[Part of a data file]
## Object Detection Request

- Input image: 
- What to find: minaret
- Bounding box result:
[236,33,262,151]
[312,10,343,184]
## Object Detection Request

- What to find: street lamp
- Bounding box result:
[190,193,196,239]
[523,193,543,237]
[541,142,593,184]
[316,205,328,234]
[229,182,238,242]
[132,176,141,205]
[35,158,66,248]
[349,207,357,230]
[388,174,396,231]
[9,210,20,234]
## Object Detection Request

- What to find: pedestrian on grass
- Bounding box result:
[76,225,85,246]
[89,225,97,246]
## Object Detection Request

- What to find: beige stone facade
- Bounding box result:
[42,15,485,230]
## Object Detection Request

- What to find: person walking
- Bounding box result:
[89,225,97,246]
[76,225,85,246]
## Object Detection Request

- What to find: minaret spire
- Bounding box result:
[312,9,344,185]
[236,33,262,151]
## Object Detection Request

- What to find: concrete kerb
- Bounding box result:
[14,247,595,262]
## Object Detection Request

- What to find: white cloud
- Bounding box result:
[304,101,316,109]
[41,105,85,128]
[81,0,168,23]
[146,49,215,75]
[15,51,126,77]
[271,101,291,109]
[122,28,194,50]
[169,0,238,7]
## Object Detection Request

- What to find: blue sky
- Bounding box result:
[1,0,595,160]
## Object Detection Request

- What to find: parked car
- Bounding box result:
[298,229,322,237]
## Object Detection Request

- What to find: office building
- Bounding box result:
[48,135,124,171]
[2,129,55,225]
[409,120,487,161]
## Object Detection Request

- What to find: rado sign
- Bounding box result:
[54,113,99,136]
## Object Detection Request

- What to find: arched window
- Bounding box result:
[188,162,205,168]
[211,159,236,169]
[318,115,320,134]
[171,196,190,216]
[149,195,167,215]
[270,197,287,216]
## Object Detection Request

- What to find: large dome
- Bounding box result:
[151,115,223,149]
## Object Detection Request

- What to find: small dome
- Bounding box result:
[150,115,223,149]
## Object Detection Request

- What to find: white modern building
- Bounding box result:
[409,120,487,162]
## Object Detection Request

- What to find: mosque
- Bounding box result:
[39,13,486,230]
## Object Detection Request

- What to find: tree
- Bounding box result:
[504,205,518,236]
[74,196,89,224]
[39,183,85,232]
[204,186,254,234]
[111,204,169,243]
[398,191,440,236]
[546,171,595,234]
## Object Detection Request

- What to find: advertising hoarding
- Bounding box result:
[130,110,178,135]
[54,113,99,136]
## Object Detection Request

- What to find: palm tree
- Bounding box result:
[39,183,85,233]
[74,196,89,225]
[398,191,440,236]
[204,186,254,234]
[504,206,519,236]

DESCRIPTION OF THE TASK: Filter the records above, keeping only each line that contains the word "dome".

EXERCISE SOLUTION:
- What to find: large dome
- What to find: small dome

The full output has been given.